— Aim of the exercise —
Look for "curly" in every line of the listing. Copy the lines that have it.

— Source information —
○ ○ ○

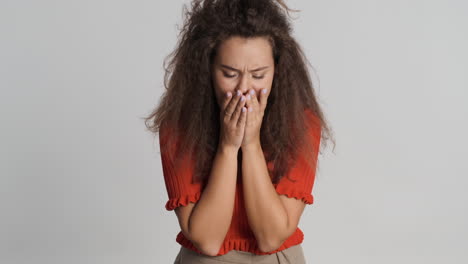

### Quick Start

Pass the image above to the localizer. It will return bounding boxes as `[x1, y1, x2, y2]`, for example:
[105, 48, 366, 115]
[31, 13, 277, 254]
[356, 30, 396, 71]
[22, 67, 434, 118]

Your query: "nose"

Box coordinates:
[238, 75, 250, 95]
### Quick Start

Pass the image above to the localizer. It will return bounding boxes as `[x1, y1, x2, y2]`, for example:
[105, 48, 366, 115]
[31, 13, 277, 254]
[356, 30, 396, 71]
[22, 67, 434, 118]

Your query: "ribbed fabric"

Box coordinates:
[175, 227, 306, 256]
[159, 109, 321, 256]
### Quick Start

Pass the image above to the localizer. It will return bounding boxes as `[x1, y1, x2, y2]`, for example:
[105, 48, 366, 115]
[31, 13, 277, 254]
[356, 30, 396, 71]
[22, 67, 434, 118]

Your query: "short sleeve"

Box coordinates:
[159, 126, 203, 211]
[273, 111, 321, 205]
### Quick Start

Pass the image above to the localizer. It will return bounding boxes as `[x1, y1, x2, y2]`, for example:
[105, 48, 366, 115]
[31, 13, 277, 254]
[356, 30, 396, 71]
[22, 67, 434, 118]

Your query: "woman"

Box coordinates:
[144, 0, 334, 263]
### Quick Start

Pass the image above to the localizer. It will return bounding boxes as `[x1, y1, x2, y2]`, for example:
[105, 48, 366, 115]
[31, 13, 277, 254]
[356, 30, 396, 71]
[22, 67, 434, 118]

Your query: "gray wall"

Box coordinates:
[1, 0, 467, 263]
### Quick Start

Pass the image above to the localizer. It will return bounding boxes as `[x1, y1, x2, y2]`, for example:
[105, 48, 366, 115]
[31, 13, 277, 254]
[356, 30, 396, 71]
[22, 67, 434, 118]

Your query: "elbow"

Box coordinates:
[181, 228, 219, 256]
[258, 239, 281, 253]
[257, 236, 283, 253]
[191, 239, 221, 256]
[187, 232, 221, 257]
[200, 244, 222, 257]
[257, 228, 293, 253]
[184, 225, 224, 256]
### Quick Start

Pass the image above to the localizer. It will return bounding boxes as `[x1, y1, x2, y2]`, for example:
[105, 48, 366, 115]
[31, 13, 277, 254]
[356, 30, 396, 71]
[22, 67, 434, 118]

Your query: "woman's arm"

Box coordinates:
[176, 144, 238, 256]
[176, 92, 248, 256]
[241, 143, 306, 253]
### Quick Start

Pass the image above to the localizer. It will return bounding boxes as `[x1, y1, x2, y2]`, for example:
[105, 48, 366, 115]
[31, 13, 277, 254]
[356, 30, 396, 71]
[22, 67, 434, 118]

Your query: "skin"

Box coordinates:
[212, 36, 274, 150]
[174, 36, 307, 256]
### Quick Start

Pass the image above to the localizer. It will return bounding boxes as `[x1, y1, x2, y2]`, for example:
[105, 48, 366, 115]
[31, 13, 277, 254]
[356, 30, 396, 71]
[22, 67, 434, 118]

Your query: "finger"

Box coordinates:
[224, 90, 242, 119]
[248, 89, 258, 114]
[231, 94, 246, 123]
[246, 102, 254, 126]
[221, 91, 233, 111]
[259, 88, 268, 112]
[245, 95, 253, 117]
[237, 105, 247, 128]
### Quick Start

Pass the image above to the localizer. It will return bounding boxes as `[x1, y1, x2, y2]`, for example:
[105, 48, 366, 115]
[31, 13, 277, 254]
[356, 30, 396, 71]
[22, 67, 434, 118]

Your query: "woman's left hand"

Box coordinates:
[241, 88, 269, 150]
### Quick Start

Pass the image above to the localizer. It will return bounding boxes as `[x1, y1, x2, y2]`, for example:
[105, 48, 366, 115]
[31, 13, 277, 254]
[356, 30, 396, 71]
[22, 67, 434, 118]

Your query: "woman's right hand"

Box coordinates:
[219, 89, 247, 151]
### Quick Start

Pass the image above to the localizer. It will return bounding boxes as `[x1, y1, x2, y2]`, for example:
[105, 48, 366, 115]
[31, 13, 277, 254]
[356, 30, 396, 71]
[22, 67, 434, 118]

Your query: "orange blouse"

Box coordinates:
[159, 109, 321, 256]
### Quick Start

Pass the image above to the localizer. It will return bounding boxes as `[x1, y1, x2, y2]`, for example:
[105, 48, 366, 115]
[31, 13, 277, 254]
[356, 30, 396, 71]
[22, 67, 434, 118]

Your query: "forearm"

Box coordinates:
[188, 144, 238, 252]
[241, 143, 289, 252]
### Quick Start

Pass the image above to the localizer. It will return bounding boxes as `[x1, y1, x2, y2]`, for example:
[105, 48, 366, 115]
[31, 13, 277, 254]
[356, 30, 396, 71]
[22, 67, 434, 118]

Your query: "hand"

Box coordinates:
[219, 89, 248, 151]
[241, 88, 269, 150]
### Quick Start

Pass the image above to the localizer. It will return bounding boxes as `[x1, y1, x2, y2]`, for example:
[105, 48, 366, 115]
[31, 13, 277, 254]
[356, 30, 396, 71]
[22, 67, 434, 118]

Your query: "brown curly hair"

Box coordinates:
[143, 0, 335, 187]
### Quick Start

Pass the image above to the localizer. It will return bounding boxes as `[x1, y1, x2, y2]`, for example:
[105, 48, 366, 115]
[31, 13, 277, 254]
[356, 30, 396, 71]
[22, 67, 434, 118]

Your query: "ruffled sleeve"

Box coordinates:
[159, 125, 202, 211]
[273, 110, 321, 205]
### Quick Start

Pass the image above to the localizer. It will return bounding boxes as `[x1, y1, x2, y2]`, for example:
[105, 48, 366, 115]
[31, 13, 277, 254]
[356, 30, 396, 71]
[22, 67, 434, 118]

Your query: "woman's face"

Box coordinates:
[212, 36, 275, 108]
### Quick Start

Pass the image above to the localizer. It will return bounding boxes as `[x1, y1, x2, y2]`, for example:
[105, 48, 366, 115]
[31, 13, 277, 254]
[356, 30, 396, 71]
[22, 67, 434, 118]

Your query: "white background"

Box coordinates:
[1, 0, 467, 263]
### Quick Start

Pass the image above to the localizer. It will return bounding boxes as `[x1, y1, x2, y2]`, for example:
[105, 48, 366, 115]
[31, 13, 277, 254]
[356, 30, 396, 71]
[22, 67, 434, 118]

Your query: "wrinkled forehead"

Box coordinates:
[214, 36, 274, 68]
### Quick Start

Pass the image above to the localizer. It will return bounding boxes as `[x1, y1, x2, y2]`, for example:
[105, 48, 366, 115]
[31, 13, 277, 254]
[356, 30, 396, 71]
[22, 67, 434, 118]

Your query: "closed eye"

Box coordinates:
[224, 73, 265, 80]
[222, 71, 264, 79]
[223, 72, 237, 78]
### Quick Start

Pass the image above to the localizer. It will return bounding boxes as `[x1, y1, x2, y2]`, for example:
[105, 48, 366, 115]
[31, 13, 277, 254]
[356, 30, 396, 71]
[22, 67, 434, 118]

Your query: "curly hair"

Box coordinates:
[143, 0, 335, 187]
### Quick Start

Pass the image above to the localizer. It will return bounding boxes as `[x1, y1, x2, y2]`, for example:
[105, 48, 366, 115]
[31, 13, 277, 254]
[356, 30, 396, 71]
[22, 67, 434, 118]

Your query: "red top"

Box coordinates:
[159, 109, 321, 256]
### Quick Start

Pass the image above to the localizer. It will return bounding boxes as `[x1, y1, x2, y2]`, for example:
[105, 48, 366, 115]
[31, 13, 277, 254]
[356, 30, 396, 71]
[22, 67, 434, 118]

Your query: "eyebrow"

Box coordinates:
[220, 64, 269, 72]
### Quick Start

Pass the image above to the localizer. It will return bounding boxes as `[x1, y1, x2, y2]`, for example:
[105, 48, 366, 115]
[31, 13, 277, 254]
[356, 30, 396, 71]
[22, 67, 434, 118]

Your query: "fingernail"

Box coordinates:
[247, 94, 251, 100]
[226, 92, 232, 97]
[241, 96, 245, 101]
[250, 89, 255, 95]
[237, 90, 241, 96]
[262, 89, 267, 94]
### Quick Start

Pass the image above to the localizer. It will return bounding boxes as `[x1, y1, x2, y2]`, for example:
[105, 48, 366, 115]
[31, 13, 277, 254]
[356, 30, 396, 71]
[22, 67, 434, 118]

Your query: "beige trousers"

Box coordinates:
[173, 244, 306, 264]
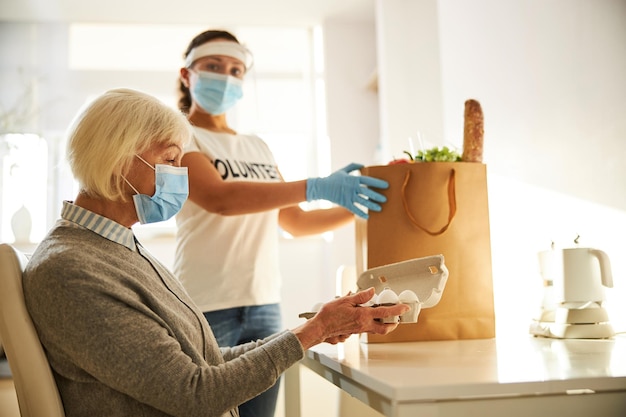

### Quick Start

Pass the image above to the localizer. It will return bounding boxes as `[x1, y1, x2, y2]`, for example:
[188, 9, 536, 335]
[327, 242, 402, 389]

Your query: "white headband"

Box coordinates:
[185, 41, 253, 70]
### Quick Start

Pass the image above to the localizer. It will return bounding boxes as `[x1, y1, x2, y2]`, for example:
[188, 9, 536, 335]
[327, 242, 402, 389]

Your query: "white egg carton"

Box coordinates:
[357, 254, 448, 309]
[298, 255, 448, 323]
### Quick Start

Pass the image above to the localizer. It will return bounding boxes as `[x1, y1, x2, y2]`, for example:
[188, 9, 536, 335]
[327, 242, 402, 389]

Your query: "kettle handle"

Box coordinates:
[589, 249, 613, 288]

○ ○ ○

— Written answer —
Your query: "brown curly hair"
Your query: "curly hair"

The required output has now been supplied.